> YOUR GOAL:
Reproduce verbatim the portion of the economic conditions summary below that lies between "In their discussion" and "and supply constraints.", inclusive.

** Start DOCUMENT SECTION **

In their discussion of the household sector, participants generally continued to characterize consumption growth as strong. This view was supported by reports from District contacts, which were mostly upbeat regarding consumer spending. Although household spending overall was seen as strong, most participants noted weakness in residential investment. This weakness was attributed to a variety of factors, including increased mortgage rates, building cost increases, and supply constraints.
Participants observed that growth in business fixed investment slowed in the third quarter following several quarters of rapid growth. Some participants pointed to anecdotal evidence regarding higher tariffs and uncertainty about trade policy, slowing global demand, rising input costs, or higher interest rates as possible factors contributing to the slowdown. A couple of others noted that business investment growth can be volatile on a quarterly basis and factors such as the recent cuts in corporate taxes and high levels of business sentiment were expected to support investment going forward.
Reports from District contacts in the manufacturing, energy, and service sectors were generally favorable, though growth in manufacturing activity was reportedly moderating in a couple of Districts. Business contacts generally remained optimistic about the outlook, but concerns about trade policy, slowing foreign demand, and labor shortages were reportedly weighing on business prospects. Contacts in the agricultural sector reported that conditions remain depressed, in part, due to the effects of trade policy actions on exports and farm incomes.
Participants agreed that labor market conditions had strengthened further over the intermeeting period. Payrolls had increased strongly in October, and measures of labor market tightness such as rates of job openings and quits continued to be elevated. The unemployment rate remained at a historically low level in October, and the labor force participation rate moved up. A couple of participants saw scope for further increases in the labor force participation rate as the strong economy pulled more workers into the labor market, while a couple of other participants judged that there was little scope for significant further increases.
Contacts in many Districts continued to report tight labor markets with difficulties finding qualified workers. In some cases, firms were responding to these difficulties by increasing training for less-qualified workers, outsourcing work, or automating production, while in other cases, firms were responding by raising wages. Contacts in a couple of Districts indicated that labor shortages, particularly for skilled labor, might be constraining activity in certain industries. Participants observed that, at the national level, measures of nominal wage growth appeared to be picking up. Many participants noted that the recent pace of aggregate wage gains was broadly consistent with trends in productivity growth and inflation.

** End DOCUMENT SECTION **
** Start RECORDED DATA **

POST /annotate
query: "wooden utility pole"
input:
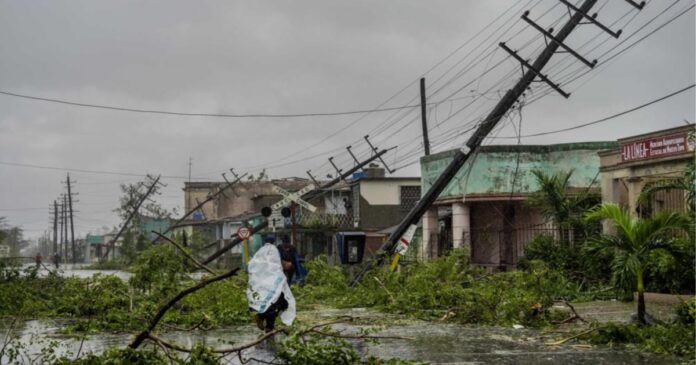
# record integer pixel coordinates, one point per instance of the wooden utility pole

** End RECORDED DATA **

> TASK OUTPUT:
In their discussion of the household sector, participants generally continued to characterize consumption growth as strong. This view was supported by reports from District contacts, which were mostly upbeat regarding consumer spending. Although household spending overall was seen as strong, most participants noted weakness in residential investment. This weakness was attributed to a variety of factors, including increased mortgage rates, building cost increases, and supply constraints.